Records shown section start

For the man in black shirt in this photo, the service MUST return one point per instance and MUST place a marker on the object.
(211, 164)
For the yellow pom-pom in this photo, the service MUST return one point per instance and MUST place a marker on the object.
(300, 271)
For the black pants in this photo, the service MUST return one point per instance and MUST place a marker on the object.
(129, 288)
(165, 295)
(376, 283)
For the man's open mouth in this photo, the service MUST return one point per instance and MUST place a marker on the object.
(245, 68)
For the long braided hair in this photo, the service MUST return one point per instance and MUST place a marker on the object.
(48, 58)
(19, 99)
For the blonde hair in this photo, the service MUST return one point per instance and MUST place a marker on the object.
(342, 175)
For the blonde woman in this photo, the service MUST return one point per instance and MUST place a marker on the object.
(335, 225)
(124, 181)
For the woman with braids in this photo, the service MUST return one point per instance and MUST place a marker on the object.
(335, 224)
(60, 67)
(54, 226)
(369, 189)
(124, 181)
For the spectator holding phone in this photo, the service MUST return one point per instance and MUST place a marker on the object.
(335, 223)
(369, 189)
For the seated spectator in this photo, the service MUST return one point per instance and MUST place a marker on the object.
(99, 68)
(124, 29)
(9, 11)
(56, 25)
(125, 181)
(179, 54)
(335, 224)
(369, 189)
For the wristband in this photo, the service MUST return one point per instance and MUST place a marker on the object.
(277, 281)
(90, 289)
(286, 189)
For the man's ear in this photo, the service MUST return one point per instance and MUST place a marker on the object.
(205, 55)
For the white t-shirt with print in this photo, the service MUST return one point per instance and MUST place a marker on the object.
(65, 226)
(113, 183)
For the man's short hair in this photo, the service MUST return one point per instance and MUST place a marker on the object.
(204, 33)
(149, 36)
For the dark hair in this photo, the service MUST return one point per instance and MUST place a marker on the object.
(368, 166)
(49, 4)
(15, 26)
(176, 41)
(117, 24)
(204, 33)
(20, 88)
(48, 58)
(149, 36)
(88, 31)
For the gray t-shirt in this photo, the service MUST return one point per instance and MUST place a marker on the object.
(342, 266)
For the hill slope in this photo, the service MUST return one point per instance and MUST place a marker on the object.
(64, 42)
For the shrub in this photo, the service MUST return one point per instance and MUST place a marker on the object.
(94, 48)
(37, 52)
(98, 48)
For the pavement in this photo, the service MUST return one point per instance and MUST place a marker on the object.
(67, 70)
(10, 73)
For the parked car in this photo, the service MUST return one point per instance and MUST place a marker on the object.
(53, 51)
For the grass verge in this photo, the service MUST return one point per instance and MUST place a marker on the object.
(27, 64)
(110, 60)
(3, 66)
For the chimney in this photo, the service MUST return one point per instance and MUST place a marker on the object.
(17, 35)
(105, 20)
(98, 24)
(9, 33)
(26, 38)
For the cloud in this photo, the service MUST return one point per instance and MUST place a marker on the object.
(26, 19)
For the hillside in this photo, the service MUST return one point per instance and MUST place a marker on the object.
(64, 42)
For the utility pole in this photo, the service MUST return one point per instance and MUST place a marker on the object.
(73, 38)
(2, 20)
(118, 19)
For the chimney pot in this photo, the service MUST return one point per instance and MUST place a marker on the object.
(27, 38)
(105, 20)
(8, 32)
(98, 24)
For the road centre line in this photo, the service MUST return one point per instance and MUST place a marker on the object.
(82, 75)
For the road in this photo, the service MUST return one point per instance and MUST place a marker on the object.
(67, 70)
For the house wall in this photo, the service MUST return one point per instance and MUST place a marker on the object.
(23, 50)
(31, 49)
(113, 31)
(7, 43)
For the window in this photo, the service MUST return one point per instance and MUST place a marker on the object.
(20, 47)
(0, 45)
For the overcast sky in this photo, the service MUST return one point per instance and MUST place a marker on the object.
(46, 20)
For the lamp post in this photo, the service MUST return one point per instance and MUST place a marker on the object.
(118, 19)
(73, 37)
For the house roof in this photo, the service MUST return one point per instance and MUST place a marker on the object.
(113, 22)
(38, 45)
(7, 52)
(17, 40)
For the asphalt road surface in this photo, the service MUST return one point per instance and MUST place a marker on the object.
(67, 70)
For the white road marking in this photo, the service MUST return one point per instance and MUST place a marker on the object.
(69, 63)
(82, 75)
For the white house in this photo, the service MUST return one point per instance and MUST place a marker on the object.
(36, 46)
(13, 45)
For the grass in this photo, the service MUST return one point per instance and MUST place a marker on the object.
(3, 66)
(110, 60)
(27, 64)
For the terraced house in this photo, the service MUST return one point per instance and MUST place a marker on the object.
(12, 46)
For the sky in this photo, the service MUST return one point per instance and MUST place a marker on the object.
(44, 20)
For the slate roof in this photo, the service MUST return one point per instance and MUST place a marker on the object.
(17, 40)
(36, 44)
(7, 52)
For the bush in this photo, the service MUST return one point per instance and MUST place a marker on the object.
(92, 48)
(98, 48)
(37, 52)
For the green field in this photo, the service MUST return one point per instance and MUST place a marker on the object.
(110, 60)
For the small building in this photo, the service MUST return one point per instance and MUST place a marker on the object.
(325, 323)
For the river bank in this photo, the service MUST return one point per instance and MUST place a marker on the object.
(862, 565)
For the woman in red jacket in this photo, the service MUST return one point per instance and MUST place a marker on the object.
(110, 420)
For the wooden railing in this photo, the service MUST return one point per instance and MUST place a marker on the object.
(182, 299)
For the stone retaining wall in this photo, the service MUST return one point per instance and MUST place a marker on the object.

Records shown section end

**What is being asked**
Repeat all the lines above verbatim.

**Response to this exercise**
For the man in black shirt in this photo, the service MUST return one point per instance and MUST place a marker on the object.
(211, 164)
For the yellow pom-pom in this photo, the service MUST return one point per instance and MUST place a marker on the object.
(300, 271)
For the black pants in this photo, the service MUST return one point per instance and MUST place a marker on the object.
(129, 288)
(165, 295)
(376, 283)
For the man's open mouth in this photo, the service MUST return one point per instance and MUST place a marker on the object.
(245, 68)
For the long braided hair in this photo, the service MUST return one point per instance and MUST place a marker on the object.
(48, 58)
(19, 99)
For the blonde hair in this photo, the service MUST return one point per instance and MUST place a marker on the object.
(342, 175)
For the blonde woman in this photo, the service MUST return one point per instance and MUST place a marker on the object.
(335, 225)
(124, 181)
For the woman with braids in this photo, the service MUST return one point per instance and MUST place a marker on the object.
(335, 224)
(60, 67)
(54, 226)
(369, 189)
(124, 181)
For the spectator holding phone in this photo, the service MUST return one point per instance and MUST place a marker on the object.
(335, 223)
(369, 189)
For the seated spectator in this photo, the service MUST return one point per instance and MUST place a marker on the object.
(99, 68)
(124, 29)
(9, 11)
(56, 25)
(125, 181)
(179, 54)
(335, 224)
(369, 189)
For the wristband in this photo, the service MUST return one point per instance and MUST place a marker on the object.
(277, 281)
(90, 289)
(286, 189)
For the man's ear in this photo, the service MUST return one point per instance and MUST place a marker on the object.
(205, 55)
For the white t-shirt with print in this photo, the service MUST return one point per instance and MUST place a marker on the object.
(65, 226)
(113, 183)
For the man's short hair in this photo, the service MUST return one point per instance and MUST place a marker on the object.
(204, 33)
(149, 36)
For the dark hair in this photo, the service MUST return one point per instance and MUST place a marker on the object.
(368, 166)
(49, 4)
(15, 26)
(176, 41)
(117, 24)
(204, 33)
(20, 88)
(48, 58)
(149, 36)
(88, 31)
For the gray t-shirt in this photo, the service MUST return one point per instance and MUST place a marker on the object.
(342, 266)
For the hill slope in this photo, the service MUST return one point per instance and MUST place a marker on the object.
(64, 42)
For the shrub in this photo, the service MUST return one point per instance and MUST place a marker on the object.
(94, 48)
(37, 52)
(98, 48)
For the pavement in this photo, the service MUST return one point per instance and MUST place a marker on the object.
(67, 70)
(10, 73)
For the parked car in this photo, the service MUST return one point per instance and MUST place a marker on the object.
(53, 51)
For the grass verge in this photo, the service MUST return one point per instance and MUST place a marker on the object.
(27, 64)
(110, 60)
(3, 66)
For the chimney in this photo, the service MUST return one point per instance and MUST place a marker on the object.
(17, 35)
(105, 20)
(98, 24)
(9, 33)
(26, 38)
For the cloud in this photo, the service MUST return one point per instance and MUST place a marker on the object.
(26, 19)
For the hillside in this photo, the service MUST return one point per instance and MUST place a marker on the object.
(64, 42)
For the utility pole in this photo, the service MUST return one point per instance and MUST place a marker on the object.
(73, 38)
(2, 20)
(118, 19)
For the chimney pot in this photo, the service MUST return one point per instance and MUST place a marker on the object.
(27, 38)
(105, 20)
(8, 32)
(98, 24)
For the road centre line in this photo, the service MUST return one point per instance and MUST place a marker on the object.
(82, 75)
For the road in this photo, the service MUST return one point per instance and MUST place a marker on the object.
(67, 70)
For the house wall in this photo, the service MUST return one point per instance and MUST place a marker on the object.
(23, 50)
(31, 49)
(113, 31)
(7, 43)
For the window in this photo, the service MUST return one point per instance and MUST place a marker on the object.
(20, 47)
(0, 45)
For the overcast sky in this photo, the service MUST return one point per instance and MUST place a marker on the object.
(46, 20)
For the lamp post in this photo, the service MUST return one point per instance and MUST place a marker on the object.
(118, 19)
(73, 37)
For the house roof in this photo, the service MUST return one point per instance and MUST place a marker on the object.
(113, 22)
(38, 45)
(7, 52)
(17, 40)
For the asphalt road surface in this photo, the service MUST return one point per instance and MUST place a marker on the object.
(67, 70)
For the white road marking in this photo, the service MUST return one point per instance and MUST place a marker on the object.
(69, 63)
(82, 75)
For the white house in this photo, the service MUST return one point per instance and MUST place a marker on the object.
(36, 46)
(13, 45)
For the grass in this photo, the service MUST return one point per instance and MUST place a marker on the object.
(3, 66)
(110, 60)
(27, 64)
For the terraced house in this photo, the service MUST return one point per instance and MUST place a marker on the object.
(12, 46)
For the sky in this photo, the service MUST return one point per instance and MUST place a marker on the object.
(44, 20)
For the slate roof in this photo, the service MUST return one point per instance and MUST place a marker on the object.
(17, 40)
(36, 44)
(7, 52)
For the bush in this photo, the service MUST return one point per instance and MUST place a marker on the object.
(92, 48)
(98, 48)
(37, 52)
For the green field in this photo, the service MUST return one point per instance and MUST place a marker on the object.
(110, 60)
For the small building in this photo, the service MUST return one point per instance and MUST place a marker on the object.
(325, 323)
For the river bank in this photo, the service MUST return one point per instance and MUST place a marker on the object.
(862, 565)
For the woman in red jacket in this photo, the service MUST return one point per instance and MUST place a marker on the object.
(110, 420)
For the wooden railing in this photo, the service MUST return one point per instance and MUST place a marker on the object.
(182, 299)
For the stone retaining wall in this photo, the service MUST return one point per instance and MUST place a marker on the object.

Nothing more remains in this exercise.